## Texto para leitura
-----
Palabras claves: psicoanálisis; sujeto; instituciones de salud mental; escucha psicoanalítica.


 

 

Introdução

A ideia de escrever este trabalho surgiu a partir da escuta da história de um menino de 4 anos, relatada por sua mãe, em um único atendimento realizado em um Centro de Atenção Psicossocial infantojuvenil (CAPSi) de São Paulo. Este atendimento, por formalidade, o primeiro que é oferecido a quem chega ao CAPS, é nomeado "acolhimento". Cada instituição tem a liberdade de nomear como melhor entender este primeiro momento de contato com o paciente. Em outro CAPS, esse atendimento foi nomeado "recepção" e em outros dispositivos, principalmente naqueles anteriores ao movimento da reforma psiquiátrica no Brasil, costumava-se nomear tal atendimento como entrevista de "triagem". Herança que se mantém em muitos serviços que surgiram a partir da reforma psiquiátrica.

O primeiro encontro com um caso, muitas vezes único, é importante, pois é o momento em que se tenta identificar o motivo que o levou até ali. Tales chegou com um diagnóstico pronto e foi isto que logo chamou a atenção. Ele parecia dar muito trabalho na escola e em casa. Ao escutar o que era dito por sua mãe, Júlia, uma questão de imediato fez-se presente: que caminho oferecer para tal encaminhamento? Como se posicionar diante de um diagnóstico fechado classificando uma criança de 4 anos como uma criança que oferece perigo aos que estão a sua volta? É justamente sobre isto que este trabalho pretende discursar, problematizando algo que está muito presente nas instituições que tratam de crianças: o excesso de diagnóstico que demanda prescrição medicamentosa como uma solução para o problema da escola, da família e, muitas vezes, até das próprias instituições que deveriam atender, mas não dão conta de fazê-lo e procuram na medicação um suporte. Como enfrentar tal problema?
-----
[Registros de dados salvos]

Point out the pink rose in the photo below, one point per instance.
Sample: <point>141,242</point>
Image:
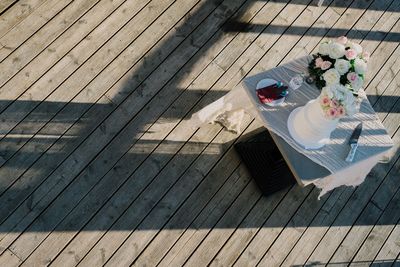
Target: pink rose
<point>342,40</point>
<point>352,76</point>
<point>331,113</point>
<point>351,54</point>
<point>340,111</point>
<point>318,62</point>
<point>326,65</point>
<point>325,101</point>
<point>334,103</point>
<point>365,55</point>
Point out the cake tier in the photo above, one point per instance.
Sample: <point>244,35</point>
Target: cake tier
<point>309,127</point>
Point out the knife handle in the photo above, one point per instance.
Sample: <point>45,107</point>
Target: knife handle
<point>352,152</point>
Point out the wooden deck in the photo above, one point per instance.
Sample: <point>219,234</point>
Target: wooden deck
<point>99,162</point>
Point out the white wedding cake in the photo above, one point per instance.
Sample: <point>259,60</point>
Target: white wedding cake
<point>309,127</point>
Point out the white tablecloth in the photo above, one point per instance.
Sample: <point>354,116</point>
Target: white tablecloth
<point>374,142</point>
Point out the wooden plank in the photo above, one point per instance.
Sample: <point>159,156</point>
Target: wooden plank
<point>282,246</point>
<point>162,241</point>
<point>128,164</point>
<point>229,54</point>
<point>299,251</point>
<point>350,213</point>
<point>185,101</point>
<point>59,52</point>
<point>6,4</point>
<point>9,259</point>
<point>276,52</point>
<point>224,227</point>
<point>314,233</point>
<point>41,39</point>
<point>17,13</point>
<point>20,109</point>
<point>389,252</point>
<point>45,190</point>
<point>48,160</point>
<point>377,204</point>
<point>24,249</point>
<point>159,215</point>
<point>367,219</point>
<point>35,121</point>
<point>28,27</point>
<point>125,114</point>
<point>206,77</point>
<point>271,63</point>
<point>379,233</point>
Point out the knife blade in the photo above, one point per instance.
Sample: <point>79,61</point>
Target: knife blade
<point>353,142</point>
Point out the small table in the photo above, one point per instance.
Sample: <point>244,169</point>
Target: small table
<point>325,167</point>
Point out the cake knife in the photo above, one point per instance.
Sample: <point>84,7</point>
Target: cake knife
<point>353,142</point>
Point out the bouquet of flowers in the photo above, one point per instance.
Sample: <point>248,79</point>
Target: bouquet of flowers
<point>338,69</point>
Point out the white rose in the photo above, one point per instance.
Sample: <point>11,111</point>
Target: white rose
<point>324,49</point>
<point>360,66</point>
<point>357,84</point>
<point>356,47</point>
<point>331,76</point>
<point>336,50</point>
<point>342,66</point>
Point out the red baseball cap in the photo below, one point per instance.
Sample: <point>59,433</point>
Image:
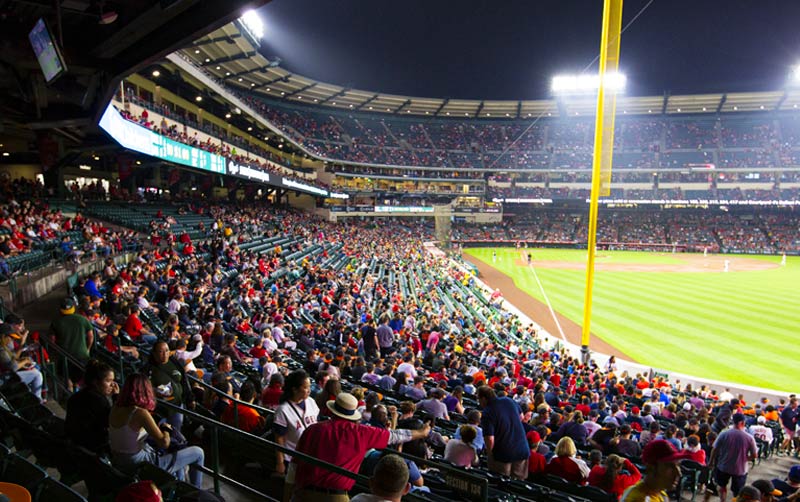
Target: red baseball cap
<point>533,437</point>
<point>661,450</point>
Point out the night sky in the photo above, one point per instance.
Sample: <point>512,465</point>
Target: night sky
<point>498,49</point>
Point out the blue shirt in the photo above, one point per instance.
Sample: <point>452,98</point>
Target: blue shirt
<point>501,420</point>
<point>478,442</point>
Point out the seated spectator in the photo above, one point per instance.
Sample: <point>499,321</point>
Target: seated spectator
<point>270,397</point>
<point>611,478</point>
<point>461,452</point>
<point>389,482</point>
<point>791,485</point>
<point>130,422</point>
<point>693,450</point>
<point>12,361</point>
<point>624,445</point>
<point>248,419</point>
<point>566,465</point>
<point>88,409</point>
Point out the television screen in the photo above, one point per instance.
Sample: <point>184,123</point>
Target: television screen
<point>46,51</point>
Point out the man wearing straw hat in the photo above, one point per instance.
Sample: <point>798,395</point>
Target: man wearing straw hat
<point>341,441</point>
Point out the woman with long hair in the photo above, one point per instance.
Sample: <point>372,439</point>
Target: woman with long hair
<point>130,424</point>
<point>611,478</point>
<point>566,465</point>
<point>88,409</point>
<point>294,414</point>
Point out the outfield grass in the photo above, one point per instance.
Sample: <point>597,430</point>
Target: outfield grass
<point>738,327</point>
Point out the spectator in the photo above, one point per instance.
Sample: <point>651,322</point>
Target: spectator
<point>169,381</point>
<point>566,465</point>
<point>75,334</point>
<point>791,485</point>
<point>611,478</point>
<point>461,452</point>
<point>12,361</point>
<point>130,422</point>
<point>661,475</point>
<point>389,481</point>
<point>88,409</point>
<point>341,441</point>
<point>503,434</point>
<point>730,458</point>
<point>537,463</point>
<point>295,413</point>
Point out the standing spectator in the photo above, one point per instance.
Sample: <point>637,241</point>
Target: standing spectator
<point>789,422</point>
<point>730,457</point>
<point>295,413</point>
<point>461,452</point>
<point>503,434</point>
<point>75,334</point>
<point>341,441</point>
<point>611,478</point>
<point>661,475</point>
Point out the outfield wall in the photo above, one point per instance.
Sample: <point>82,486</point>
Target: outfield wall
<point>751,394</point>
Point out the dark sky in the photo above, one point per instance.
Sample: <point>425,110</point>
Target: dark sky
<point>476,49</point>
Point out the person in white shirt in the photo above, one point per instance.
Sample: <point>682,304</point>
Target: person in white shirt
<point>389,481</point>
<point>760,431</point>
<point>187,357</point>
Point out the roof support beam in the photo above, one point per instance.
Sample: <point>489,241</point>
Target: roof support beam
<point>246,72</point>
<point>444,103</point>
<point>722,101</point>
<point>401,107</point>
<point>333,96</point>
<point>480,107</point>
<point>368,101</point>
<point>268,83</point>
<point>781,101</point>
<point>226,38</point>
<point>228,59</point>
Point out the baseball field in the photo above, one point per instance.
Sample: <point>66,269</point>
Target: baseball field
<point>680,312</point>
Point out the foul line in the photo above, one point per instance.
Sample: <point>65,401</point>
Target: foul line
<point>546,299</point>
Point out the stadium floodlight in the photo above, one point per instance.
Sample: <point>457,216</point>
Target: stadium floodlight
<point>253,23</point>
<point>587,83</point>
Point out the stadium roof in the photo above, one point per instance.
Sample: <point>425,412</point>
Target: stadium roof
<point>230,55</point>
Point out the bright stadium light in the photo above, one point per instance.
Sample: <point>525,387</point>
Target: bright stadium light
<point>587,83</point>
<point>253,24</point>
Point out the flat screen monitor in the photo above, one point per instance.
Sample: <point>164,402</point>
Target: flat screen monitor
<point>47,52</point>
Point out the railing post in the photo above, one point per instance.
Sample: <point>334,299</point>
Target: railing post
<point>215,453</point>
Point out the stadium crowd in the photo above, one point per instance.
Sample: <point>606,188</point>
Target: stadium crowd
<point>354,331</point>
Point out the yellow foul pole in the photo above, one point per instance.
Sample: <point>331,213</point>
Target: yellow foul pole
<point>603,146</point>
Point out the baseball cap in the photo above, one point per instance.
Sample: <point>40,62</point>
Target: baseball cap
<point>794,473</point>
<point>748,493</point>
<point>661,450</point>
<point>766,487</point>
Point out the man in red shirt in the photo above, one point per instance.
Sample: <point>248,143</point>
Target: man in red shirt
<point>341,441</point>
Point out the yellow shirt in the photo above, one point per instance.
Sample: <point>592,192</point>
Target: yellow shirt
-----
Dê continuidade ao texto sobre o acolhimento de Tales no CAPSi, começando logo depois da última frase.

Fragmento clínico

Tales, um menino de 4 anos, chegou para um atendimento em um Centro de Atenção Psicossocial infantojuvenil (CAPSi), trazido por sua mãe já cansada de procurar ajuda e "não resolver o problema". Eles foram encaminhados por uma Unidade Básica de Saúde, instituição que acompanhava o caso que lhe foi encaminhado pela escola. As poucas palavras ditas pela mãe expressavam seu abatimento e sua ignorância em relação à situação. Ao ser convidada a falar, Júlia começou a contar a história do filho: "Desde que nasceu é desafiador, não aceita limites, ninguém pode com ele! O irmão mais velho acaba sendo prejudicado, pois tem que ceder sempre." Como assim? "É doutora, nós nunca demos limites a ele porque ele é muito genioso, temperamental; ele faz o que quer e consegue tudo o que quer." Estas palavras são de uma mãe que embora reconheça suas dificuldades na relação com o filho, não consegue contorná-las ou até enfrentá-las. Tal situação evidencia o quanto esta mulher está precisando ser acolhida e escutada.

Ao escutar a fala de Júlia, me perguntei sobre a natureza do encaminhamento para uma instituição como o CAPS, já que esta, pelas diretrizes do Ministério da Saúde, trata de crianças e jovens com graves transtornos mentais, os chamados autistas, psicóticos e neuróticos graves. Júlia demonstrava não saber o motivo de tal encaminhamento, repetindo o que estava escrito no papel em suas mãos: "solicito avaliação psiquiátrica". Ao dar continuidade ao relato da história do filho, mostra-se bastante aflita com a dificuldade que tanto ela quanto seu marido têm em colocar limites a ele. O pai faz tudo para não desagradálo, atendendo a todos os seus pedidos. Isto faz de Tales um menino exigente e agressivo, o que fica evidente na escola.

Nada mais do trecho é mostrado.